[What is needed] Retype the whole of the data exactly.

+++ Data supplied +++

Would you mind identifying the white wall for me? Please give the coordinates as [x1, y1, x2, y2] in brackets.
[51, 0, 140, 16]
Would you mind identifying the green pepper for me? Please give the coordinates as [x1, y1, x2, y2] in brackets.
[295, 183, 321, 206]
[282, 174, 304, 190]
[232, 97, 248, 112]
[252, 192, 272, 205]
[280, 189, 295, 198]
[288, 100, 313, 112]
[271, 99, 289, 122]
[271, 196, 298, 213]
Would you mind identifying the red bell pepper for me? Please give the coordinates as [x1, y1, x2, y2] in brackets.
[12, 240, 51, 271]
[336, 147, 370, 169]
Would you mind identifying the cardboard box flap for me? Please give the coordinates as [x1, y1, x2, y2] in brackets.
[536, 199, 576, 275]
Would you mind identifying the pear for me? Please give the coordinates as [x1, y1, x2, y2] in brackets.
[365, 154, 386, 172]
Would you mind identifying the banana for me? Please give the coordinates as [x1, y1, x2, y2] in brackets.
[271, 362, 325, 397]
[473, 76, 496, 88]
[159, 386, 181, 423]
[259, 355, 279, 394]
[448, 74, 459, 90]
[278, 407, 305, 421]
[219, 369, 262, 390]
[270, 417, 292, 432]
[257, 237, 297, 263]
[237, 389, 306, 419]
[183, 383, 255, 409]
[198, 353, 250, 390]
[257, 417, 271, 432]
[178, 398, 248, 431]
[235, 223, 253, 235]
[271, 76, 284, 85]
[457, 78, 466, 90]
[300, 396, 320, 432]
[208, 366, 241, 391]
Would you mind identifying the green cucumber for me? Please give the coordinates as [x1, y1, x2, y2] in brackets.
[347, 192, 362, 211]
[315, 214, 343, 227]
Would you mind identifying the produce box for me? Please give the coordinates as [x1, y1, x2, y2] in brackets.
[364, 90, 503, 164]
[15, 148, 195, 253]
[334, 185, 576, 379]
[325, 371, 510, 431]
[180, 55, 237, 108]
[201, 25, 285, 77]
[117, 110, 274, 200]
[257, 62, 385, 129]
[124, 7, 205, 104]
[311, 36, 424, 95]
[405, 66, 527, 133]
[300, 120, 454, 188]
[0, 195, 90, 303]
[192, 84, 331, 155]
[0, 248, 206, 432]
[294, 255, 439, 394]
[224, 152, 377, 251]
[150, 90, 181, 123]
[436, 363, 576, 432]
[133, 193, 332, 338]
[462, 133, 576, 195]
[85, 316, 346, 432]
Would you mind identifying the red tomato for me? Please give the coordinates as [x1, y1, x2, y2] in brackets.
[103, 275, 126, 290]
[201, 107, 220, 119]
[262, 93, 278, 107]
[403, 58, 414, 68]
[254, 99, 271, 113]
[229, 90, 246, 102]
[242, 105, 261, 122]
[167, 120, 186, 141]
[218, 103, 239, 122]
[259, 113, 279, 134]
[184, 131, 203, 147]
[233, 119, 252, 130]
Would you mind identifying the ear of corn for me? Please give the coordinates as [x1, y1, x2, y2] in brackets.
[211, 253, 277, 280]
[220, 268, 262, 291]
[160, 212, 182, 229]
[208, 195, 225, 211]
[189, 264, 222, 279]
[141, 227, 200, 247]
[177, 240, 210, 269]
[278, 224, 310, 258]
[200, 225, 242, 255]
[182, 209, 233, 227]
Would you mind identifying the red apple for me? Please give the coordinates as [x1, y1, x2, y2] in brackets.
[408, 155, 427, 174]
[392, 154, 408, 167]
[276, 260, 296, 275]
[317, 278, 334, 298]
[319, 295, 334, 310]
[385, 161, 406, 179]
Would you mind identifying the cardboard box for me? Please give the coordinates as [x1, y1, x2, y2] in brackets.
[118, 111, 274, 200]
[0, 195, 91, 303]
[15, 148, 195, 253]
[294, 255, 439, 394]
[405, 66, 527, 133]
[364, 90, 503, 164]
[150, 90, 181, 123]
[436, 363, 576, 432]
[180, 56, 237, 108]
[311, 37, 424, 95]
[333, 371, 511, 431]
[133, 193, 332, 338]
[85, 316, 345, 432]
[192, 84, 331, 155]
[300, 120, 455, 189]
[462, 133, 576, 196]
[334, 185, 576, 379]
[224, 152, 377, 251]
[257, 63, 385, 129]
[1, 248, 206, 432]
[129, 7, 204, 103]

+++

[Answer box]
Would you mind identifying the white wall for me? Please give the coordinates as [x1, y1, x2, y2] in brackets.
[51, 0, 140, 16]
Would you mind identifying the green pepper for me? Please give the coordinates as [x1, y1, x2, y2] in brackets.
[295, 183, 321, 206]
[282, 174, 304, 190]
[232, 97, 248, 112]
[252, 192, 272, 205]
[280, 189, 295, 198]
[288, 100, 313, 112]
[271, 99, 289, 122]
[271, 196, 298, 213]
Would you mind identifying the red bell pepper for me? Please give the coordinates as [x1, y1, x2, y2] in brackets.
[12, 240, 51, 271]
[336, 147, 370, 169]
Would you mind identifying the cardboard box flap for me? Please give the coordinates as [x1, y1, x2, y2] in brackets.
[536, 199, 576, 275]
Would you mind identifying the pear for me? Please give the coordinates as [x1, y1, x2, y2] in brackets.
[365, 154, 386, 172]
Would you mind identifying the banana for me? Please give the coordinates as [x1, y1, x2, y2] in brackets.
[271, 362, 325, 397]
[473, 76, 496, 88]
[159, 386, 181, 423]
[259, 355, 279, 394]
[448, 74, 459, 90]
[278, 407, 305, 421]
[219, 369, 262, 390]
[270, 417, 292, 432]
[257, 237, 297, 263]
[237, 389, 306, 419]
[183, 383, 255, 409]
[198, 353, 250, 390]
[257, 417, 271, 432]
[178, 398, 248, 431]
[235, 223, 253, 235]
[271, 76, 284, 85]
[457, 78, 466, 90]
[300, 396, 320, 432]
[208, 366, 241, 391]
Would you mind identifying the green cucumber for me? Please give the coordinates as [x1, y1, x2, y2] in brackets.
[347, 192, 362, 211]
[315, 214, 343, 227]
Would you mind identifying the produce box for me? Please give the coordinates as [x1, y1, x2, y2] in brackets.
[364, 90, 503, 164]
[15, 148, 195, 253]
[334, 185, 576, 379]
[325, 371, 510, 431]
[180, 55, 237, 108]
[201, 25, 285, 77]
[117, 110, 274, 200]
[257, 62, 385, 129]
[124, 7, 205, 104]
[311, 36, 424, 95]
[405, 66, 527, 133]
[300, 120, 454, 188]
[0, 195, 90, 303]
[192, 84, 331, 155]
[0, 248, 206, 432]
[294, 255, 439, 394]
[224, 152, 377, 251]
[150, 90, 181, 123]
[436, 363, 576, 432]
[133, 193, 332, 338]
[462, 133, 576, 195]
[85, 316, 346, 432]
Would you mind identifying the red tomato for me? Please give the coordinates as [x1, y1, x2, y2] in brackets.
[103, 275, 126, 290]
[201, 107, 220, 119]
[262, 93, 278, 107]
[403, 58, 414, 68]
[254, 99, 271, 113]
[229, 90, 246, 102]
[242, 105, 261, 122]
[167, 120, 186, 141]
[218, 103, 239, 122]
[259, 113, 279, 134]
[184, 131, 203, 147]
[233, 119, 252, 130]
Would you mind identifying the ear of corn for me? Please give the coordinates as [x1, y1, x2, y2] in brackets.
[211, 253, 277, 280]
[220, 268, 262, 291]
[160, 212, 182, 229]
[208, 195, 225, 211]
[189, 264, 222, 279]
[141, 227, 200, 247]
[177, 240, 210, 269]
[278, 224, 310, 258]
[200, 225, 242, 255]
[182, 209, 233, 227]
Would you mind identifying the red apple for me? Please give the coordinates as [x1, y1, x2, y2] in brackets.
[408, 155, 427, 174]
[392, 154, 408, 167]
[276, 260, 296, 275]
[317, 278, 334, 298]
[319, 295, 334, 310]
[385, 161, 406, 179]
Would you mind identifying the cardboard box for me? Please give the coordinates as [x1, y1, x2, y2] in brackets.
[118, 111, 274, 200]
[0, 195, 91, 303]
[15, 148, 195, 253]
[294, 255, 439, 394]
[405, 66, 527, 133]
[364, 90, 503, 164]
[150, 90, 181, 123]
[436, 363, 576, 432]
[180, 56, 237, 108]
[311, 37, 424, 95]
[333, 371, 511, 431]
[133, 193, 332, 338]
[85, 316, 345, 432]
[192, 84, 331, 155]
[300, 120, 455, 189]
[462, 133, 576, 196]
[334, 185, 576, 379]
[224, 152, 377, 251]
[257, 63, 385, 129]
[1, 248, 206, 432]
[129, 7, 204, 103]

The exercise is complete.